■ Excerpt to read
--- START ---

Looking for a hearty, comforting meal that’s packed with flavor and nutrition? This vegetable beef stew is a perfect choice! Loaded with tender beef, a medley of colorful vegetables, and rich, savory broth, it’s a satisfying dish that warms you from the inside out. Whether you're preparing a cozy family dinner or meal-prepping for the week, this stew is a simple yet nourishing way to fuel your body with protein, fiber, and essential nutrients. Plus, it’s easy to customize with your favorite veggies or make ahead for busy days. Let’s get cooking!
Ingredients
1 ½ pounds beef chuck roast trimmed and cubed into ½" pieces
½ teaspoon salt
½ teaspoon black pepper
2 tablespoons olive oil
1 onion chopped
2 cloves garlic minced
6 cups bone beef broth
15 ounces canned diced tomatoes with juices, 1 can
1 teaspoon Italian seasoning
2 medium potatoes cubed ½-inch
3 medium carrots sliced ½-inch
1 rib celery sliced ½-inch
6 ounces green beans cut into 1-inch pieces
½ cup frozen corn kernels thawed
chopped fresh parsley for garnish, optional
Directions:
Season beef with salt & pepper.

--- END ---

■ Problems to solve
1. How much bone beef broth does the vegetable beef stew recipe use?
2. Write the rest of the vegetable beef stew recipe's directions, starting after the last step shown.
The lines that come next are separate material and not part of the stew recipe.

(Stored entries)
--- START ---

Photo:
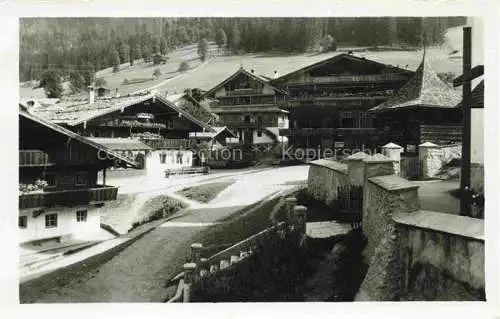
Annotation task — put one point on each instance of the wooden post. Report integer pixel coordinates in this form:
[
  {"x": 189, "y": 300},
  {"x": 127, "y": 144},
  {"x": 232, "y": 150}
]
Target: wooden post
[
  {"x": 466, "y": 129},
  {"x": 189, "y": 269},
  {"x": 196, "y": 249},
  {"x": 300, "y": 213},
  {"x": 104, "y": 176},
  {"x": 291, "y": 202}
]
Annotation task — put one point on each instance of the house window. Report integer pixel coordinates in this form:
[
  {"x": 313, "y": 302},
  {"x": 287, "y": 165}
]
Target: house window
[
  {"x": 81, "y": 215},
  {"x": 163, "y": 158},
  {"x": 347, "y": 120},
  {"x": 51, "y": 221},
  {"x": 50, "y": 178},
  {"x": 23, "y": 221},
  {"x": 80, "y": 179}
]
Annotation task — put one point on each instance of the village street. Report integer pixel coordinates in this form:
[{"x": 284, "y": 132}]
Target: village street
[{"x": 138, "y": 273}]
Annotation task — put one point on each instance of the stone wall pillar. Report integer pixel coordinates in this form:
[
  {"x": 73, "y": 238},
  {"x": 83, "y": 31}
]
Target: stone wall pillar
[
  {"x": 377, "y": 165},
  {"x": 393, "y": 151},
  {"x": 383, "y": 197},
  {"x": 356, "y": 168},
  {"x": 429, "y": 155}
]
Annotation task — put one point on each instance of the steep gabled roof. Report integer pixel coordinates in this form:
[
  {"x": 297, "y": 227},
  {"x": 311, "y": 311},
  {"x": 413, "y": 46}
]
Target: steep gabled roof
[
  {"x": 76, "y": 112},
  {"x": 61, "y": 130},
  {"x": 335, "y": 59},
  {"x": 176, "y": 99},
  {"x": 425, "y": 88},
  {"x": 477, "y": 99},
  {"x": 121, "y": 144},
  {"x": 251, "y": 75}
]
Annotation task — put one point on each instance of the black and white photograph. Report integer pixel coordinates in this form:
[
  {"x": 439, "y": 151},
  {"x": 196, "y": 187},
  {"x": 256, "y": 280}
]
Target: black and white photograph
[{"x": 252, "y": 159}]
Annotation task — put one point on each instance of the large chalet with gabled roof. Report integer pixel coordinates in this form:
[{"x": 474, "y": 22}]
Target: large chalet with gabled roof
[
  {"x": 249, "y": 106},
  {"x": 149, "y": 128},
  {"x": 329, "y": 101},
  {"x": 423, "y": 110},
  {"x": 60, "y": 198}
]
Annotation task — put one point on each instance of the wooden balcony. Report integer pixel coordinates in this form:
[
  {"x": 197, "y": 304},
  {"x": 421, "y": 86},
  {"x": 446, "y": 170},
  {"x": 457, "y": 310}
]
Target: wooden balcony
[
  {"x": 240, "y": 92},
  {"x": 134, "y": 124},
  {"x": 68, "y": 197},
  {"x": 168, "y": 143},
  {"x": 326, "y": 131},
  {"x": 32, "y": 158}
]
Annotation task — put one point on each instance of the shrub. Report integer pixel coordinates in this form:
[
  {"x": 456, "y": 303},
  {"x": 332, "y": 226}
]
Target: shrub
[
  {"x": 100, "y": 82},
  {"x": 184, "y": 66},
  {"x": 157, "y": 73}
]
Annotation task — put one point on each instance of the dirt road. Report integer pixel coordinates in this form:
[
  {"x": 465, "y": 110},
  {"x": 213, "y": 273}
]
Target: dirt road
[{"x": 138, "y": 273}]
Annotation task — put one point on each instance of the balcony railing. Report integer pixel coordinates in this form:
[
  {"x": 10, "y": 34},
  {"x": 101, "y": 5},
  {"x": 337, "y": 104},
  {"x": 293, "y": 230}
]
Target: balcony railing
[
  {"x": 326, "y": 131},
  {"x": 249, "y": 91},
  {"x": 33, "y": 158},
  {"x": 68, "y": 197},
  {"x": 359, "y": 78},
  {"x": 128, "y": 123},
  {"x": 247, "y": 100},
  {"x": 347, "y": 95},
  {"x": 168, "y": 143}
]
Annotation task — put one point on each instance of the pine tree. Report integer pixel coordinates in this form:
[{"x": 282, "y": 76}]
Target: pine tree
[
  {"x": 135, "y": 54},
  {"x": 124, "y": 53},
  {"x": 51, "y": 83},
  {"x": 235, "y": 39},
  {"x": 116, "y": 61},
  {"x": 203, "y": 49},
  {"x": 76, "y": 82},
  {"x": 221, "y": 38},
  {"x": 146, "y": 54}
]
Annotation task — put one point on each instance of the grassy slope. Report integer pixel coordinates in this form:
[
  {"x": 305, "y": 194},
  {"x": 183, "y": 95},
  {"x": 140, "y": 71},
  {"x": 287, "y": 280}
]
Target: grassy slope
[
  {"x": 206, "y": 192},
  {"x": 217, "y": 69}
]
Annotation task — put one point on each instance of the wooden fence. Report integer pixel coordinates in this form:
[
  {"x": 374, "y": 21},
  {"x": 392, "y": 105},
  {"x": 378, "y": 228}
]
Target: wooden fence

--- END ---

■ Numbered responses
1. 6 cups

2.
Heat olive oil over medium-high heat in a large pot and add beef in small batches cooking until browned, about 2 minutes per side.
Add cooked beef back to the pan, reduce heat to medium and add onion and garlic. Cook 2 minutes more.
Add broth, tomatoes with juices, and Italian seasoning, scraping up any brown bits from the bottom of the pan. Bring to a boil, reduce heat, and simmer covered for 45-65 minutes or until beef is fork-tender.
Add potatoes, carrots, and celery and simmer 15 minutes more. Add beans and corn, simmer 10 minutes more. (If you prefer softer beans, they can be added earlier).
Season with salt & pepper to taste and serve.